DOCUMENT TEXT >>
++++++
## 2.73 Machine Learning - Overfitting Regression Example

We are going to explore data sampled from a true (usually unknown) function that relates say house price (y in dollars) to house size (x in square feet).

Let's assume the true function is a simple curve:

$y = a.log(bx^2) + c$

And that we can collect data with a normally distributed measurement accuracy of +-d, so our measured data is sampled from this data generating model

$y = a.log(bx^2)  + c + N(0,d)$

Because of the measurement accuracy, with a fixed set of data and a perfect model in our hypothesis set we would not be able to fully resolve y due to the measurement accuracy - this is known as the irreducible error.  We will always have uncertainty.  Here is the data and the underlying data generating function:

In [31]:
import numpy as np
import pandas as pd
from bokeh.plotting import figure, output_notebook, show
from bokeh.models import Range1d
from bokeh.io import gridplot
from bokeh.charts import Bar

# ground truth - our function
xt = np.arange(0,20,0.1)
yt = np.log(10 * xt ** 2) + 2

n=20

# build train and test data
np.random.seed(seed=11)
x = np.random.random(n)*20
y = np.log(10 * x ** 2) + 2 + np.random.normal(scale=1, size=n)
df = pd.DataFrame(data = zip(x,y), columns=['x','y'])

p = figure()
p.circle(x=x, y=y, size=10, color='Orange')
p.line(x=xt, y=yt, color='Red')
show(p)

<bokeh.io._CommsHandle at 0x7f1ba09d3c10>

Typically in machine learning we work with a fixed sample of data of size n.  For demonstration let's fix n at 20 and generate 20 random points from our data generating model.  

In [30]:
from sklearn.cross_validation import train_test_split
from sklearn.linear_model import LinearRegression, Ridge
from sklearn.preprocessing import PolynomialFeatures
from sklearn.pipeline import make_pipeline

df_train, df_test = train_test_split(df, test_size = 0.5, random_state=72)

def mse(a,b):
    return np.sum(np.power(np.subtract(a,b),2)) / len(a)

def fitPolynomialRegression(x_train, y_train, x_test, y_test, xt, degree=1):    
    model = make_pipeline(PolynomialFeatures(degree=degree), LinearRegression())
    model.fit(x_train, y_train) 
    return {
        'mse_train' : mse(y_train, model.predict(x_train)),
        'mse_test' : mse(y_test, model.predict(x_test)),
        'pred_yt' : model.predict(xt),
        'pred_train' : model.predict(x_train),
        'pred_test' : model.predict(x_test)
        
    } 


# fit models of increasing flexibility
mse_test = []
me_train = []
for degree in range(1,11):
    fit = fitPolynomialRegression(
            df_train.x.reshape(-1,1), 
            df_train.y, 
            df_test.x.reshape(-1,1), 
            df_test.y, 
            xt.reshape(-1,1),
            degree)
++++++
LISTED ENTRIES >>

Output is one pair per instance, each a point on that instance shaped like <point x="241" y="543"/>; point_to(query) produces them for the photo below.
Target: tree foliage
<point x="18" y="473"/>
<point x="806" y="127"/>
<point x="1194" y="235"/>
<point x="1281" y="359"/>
++++++
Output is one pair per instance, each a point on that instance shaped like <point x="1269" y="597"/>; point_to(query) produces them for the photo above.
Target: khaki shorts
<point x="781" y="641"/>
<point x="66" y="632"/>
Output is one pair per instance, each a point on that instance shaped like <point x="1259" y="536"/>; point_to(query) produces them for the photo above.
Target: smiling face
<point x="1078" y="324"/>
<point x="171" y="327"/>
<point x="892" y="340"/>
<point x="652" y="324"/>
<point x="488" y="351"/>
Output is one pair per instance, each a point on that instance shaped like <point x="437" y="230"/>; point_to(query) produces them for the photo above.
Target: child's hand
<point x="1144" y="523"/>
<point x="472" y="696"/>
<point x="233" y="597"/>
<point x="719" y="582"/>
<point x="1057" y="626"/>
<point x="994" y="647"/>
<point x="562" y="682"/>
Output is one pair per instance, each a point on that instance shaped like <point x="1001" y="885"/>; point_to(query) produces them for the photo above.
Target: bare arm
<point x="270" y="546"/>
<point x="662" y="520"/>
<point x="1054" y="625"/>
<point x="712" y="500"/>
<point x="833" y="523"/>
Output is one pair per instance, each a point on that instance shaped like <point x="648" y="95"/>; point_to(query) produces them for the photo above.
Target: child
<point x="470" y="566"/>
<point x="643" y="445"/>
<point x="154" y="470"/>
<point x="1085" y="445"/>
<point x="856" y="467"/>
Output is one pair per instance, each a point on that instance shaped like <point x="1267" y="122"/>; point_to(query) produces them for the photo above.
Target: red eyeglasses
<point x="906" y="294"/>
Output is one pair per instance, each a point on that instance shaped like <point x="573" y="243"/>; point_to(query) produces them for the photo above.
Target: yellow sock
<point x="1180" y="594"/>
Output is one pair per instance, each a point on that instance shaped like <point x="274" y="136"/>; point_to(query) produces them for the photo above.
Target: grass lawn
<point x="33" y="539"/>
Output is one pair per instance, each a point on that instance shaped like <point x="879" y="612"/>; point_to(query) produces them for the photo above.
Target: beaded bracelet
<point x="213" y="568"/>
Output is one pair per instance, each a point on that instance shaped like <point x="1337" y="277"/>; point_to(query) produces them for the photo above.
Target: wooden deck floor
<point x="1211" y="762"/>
++++++
THINGS TO DO >>
1 > From the overfitting regression page, list every key in the dictionary returned by the function fitPolynomialRegression.
2 > Using the overfitting regression page, decide whether each statement agrees with it: (a) The sample size is set to 20. (b) The data is split so that 30 percent goes to the test set. (c) The seed for the random number generator is 11. Answer yes or no for each and quote the deciding words.
3 > Reproduce the part of the overfitting regression page starting with "df_train, df_test = train_test_split(df, test_size" and going on through "model.fit(x_train, y_train)".

TASK RESPONSES >>
1 > 'mse_train', 'mse_test', 'pred_yt', 'pred_train', 'pred_test'

2 >
(a) Yes: "n=20"
(b) No: "test_size = 0.5"
(c) Yes: "np.random.seed(seed=11)"

3 >
df_train, df_test = train_test_split(df, test_size = 0.5, random_state=72)

def mse(a,b):
    return np.sum(np.power(np.subtract(a,b),2)) / len(a)

def fitPolynomialRegression(x_train, y_train, x_test, y_test, xt, degree=1):    
    model = make_pipeline(PolynomialFeatures(degree=degree), LinearRegression())
    model.fit(x_train, y_train)